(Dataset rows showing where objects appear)

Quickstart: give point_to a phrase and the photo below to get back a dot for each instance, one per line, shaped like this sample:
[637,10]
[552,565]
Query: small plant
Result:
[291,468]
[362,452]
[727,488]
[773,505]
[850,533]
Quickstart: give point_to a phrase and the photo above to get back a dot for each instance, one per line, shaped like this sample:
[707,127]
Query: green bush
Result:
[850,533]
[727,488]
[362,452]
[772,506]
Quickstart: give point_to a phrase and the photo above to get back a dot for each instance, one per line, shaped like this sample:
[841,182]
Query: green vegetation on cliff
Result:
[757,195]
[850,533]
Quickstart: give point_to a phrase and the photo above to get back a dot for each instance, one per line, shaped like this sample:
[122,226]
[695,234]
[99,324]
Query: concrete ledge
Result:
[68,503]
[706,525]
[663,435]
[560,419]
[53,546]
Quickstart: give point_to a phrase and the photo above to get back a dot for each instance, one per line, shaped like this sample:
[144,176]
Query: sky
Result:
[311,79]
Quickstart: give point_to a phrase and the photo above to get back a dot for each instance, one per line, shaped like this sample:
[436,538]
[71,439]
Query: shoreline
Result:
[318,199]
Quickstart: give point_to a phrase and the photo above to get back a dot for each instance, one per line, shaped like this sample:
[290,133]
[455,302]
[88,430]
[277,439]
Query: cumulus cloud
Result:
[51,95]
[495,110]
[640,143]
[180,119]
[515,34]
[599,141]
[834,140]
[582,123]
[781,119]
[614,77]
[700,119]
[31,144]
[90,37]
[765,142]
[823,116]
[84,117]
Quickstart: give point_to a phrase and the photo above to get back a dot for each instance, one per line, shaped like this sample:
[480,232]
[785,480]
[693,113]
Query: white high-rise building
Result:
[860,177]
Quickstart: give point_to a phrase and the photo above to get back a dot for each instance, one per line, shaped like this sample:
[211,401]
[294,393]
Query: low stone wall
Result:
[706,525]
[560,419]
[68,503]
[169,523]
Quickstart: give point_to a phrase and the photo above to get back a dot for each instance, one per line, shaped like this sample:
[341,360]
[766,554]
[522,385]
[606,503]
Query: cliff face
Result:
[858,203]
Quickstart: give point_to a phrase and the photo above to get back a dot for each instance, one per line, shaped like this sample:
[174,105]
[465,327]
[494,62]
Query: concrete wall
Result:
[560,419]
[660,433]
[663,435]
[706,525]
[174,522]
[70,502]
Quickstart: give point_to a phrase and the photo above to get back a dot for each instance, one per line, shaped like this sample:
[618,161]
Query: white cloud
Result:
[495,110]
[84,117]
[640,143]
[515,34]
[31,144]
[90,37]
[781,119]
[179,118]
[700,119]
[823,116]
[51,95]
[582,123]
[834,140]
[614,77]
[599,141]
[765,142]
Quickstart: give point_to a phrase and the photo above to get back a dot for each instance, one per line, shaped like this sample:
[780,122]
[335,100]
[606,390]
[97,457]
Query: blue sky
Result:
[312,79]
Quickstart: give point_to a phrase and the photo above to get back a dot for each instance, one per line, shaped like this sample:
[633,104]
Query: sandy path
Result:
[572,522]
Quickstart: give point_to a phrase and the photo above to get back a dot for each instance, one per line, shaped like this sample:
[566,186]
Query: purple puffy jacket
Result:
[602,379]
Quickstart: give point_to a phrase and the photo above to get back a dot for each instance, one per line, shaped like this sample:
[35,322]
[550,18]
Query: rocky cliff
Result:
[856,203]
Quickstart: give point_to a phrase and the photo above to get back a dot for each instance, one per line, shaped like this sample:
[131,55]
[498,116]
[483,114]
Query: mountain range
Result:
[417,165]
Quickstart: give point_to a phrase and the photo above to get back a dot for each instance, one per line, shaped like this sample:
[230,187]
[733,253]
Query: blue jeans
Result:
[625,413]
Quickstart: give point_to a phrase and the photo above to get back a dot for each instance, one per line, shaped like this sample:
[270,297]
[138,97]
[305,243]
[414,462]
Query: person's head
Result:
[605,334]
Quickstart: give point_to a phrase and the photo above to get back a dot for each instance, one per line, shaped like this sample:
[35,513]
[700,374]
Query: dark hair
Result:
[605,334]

**Written instruction**
Pick out and copy every line of the material above that contains the word "cloud". Matching is case-sensitive.

**Exercise output**
Query: cumulus cloud
Query: white cloud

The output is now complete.